### Records shown ###

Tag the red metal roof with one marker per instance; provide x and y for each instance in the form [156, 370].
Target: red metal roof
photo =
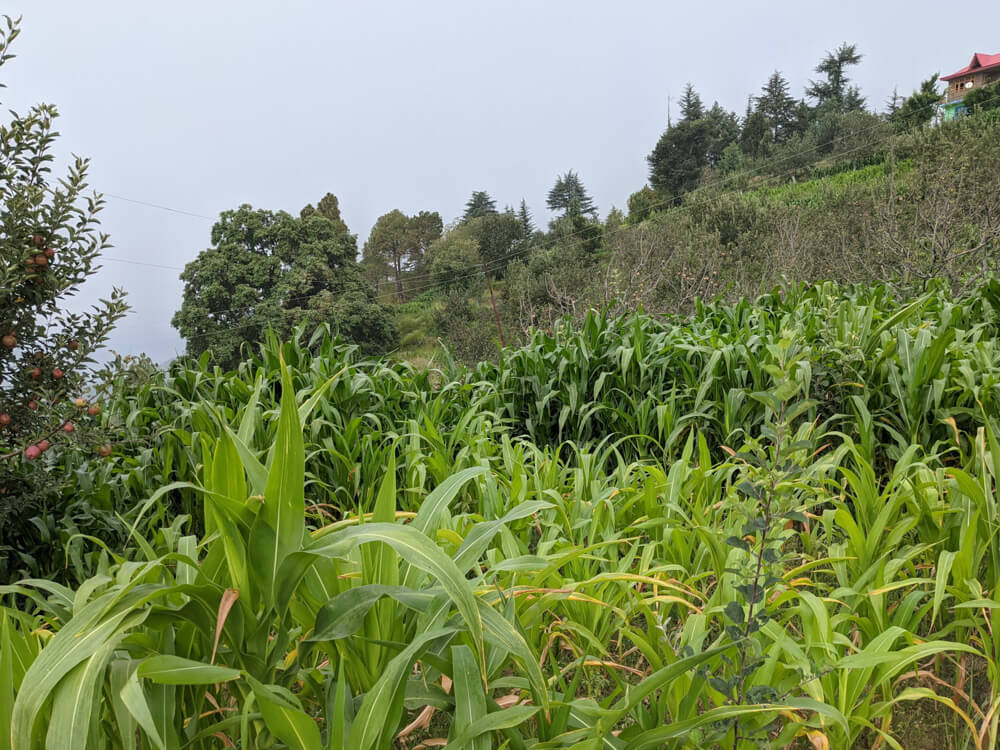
[980, 61]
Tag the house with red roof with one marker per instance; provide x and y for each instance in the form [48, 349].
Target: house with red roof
[982, 71]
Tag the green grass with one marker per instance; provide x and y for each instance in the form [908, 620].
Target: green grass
[743, 529]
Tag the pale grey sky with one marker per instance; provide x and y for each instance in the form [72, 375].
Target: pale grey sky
[201, 106]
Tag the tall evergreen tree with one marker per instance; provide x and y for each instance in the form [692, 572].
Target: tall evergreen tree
[397, 243]
[570, 197]
[480, 204]
[918, 108]
[777, 106]
[329, 208]
[755, 135]
[677, 160]
[691, 104]
[524, 217]
[724, 128]
[833, 94]
[893, 103]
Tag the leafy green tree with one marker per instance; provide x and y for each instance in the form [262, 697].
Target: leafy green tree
[230, 289]
[642, 203]
[777, 106]
[570, 197]
[691, 105]
[833, 94]
[480, 204]
[724, 129]
[756, 135]
[453, 260]
[424, 228]
[893, 103]
[269, 270]
[387, 246]
[328, 207]
[397, 243]
[524, 218]
[918, 108]
[50, 244]
[680, 156]
[498, 236]
[323, 284]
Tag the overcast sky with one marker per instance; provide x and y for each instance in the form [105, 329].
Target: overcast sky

###

Prompt. Rewrite all the records above as a numbered list with no blank lines, and omit the pictures.

Output of the task.
1. Tag the red metal roof with one marker per instance; provide x and y for each instance in the form [156, 370].
2. Target: red metal roof
3. photo =
4. [980, 61]
5. Tag the house with red roof with one marker per instance; provide x and y for each instance in the form [48, 349].
6. Target: house with red roof
7. [982, 71]
8. Tag the green grass with one marker per instance; provide x and y for each instance in the form [908, 620].
9. Target: green grass
10. [743, 529]
11. Tag the pale grey sky with one marker per instance; provide x and y for each instance in the form [72, 375].
12. Target: pale grey sky
13. [201, 106]
14. Tag the tall evergreen tree with one marker per instance; provide x and y for each instance in the form [692, 572].
15. Target: tall evergreen tree
16. [397, 243]
17. [570, 197]
18. [480, 204]
19. [918, 108]
20. [777, 106]
21. [329, 208]
22. [755, 135]
23. [677, 160]
24. [691, 104]
25. [524, 217]
26. [724, 128]
27. [833, 94]
28. [893, 103]
29. Tag the leafy green tree with one marker per instance; provide x and y for each instance in the form [262, 697].
30. Target: leafy green tree
31. [230, 289]
32. [642, 203]
33. [777, 106]
34. [570, 197]
35. [691, 105]
36. [833, 94]
37. [480, 204]
38. [724, 129]
39. [756, 135]
40. [453, 260]
41. [424, 228]
42. [893, 103]
43. [269, 270]
44. [387, 246]
45. [328, 207]
46. [397, 243]
47. [524, 218]
48. [918, 108]
49. [50, 244]
50. [680, 156]
51. [498, 236]
52. [323, 284]
53. Tag the overcast sky with one marker per instance; provide x and y for each instance in the form [105, 329].
54. Target: overcast sky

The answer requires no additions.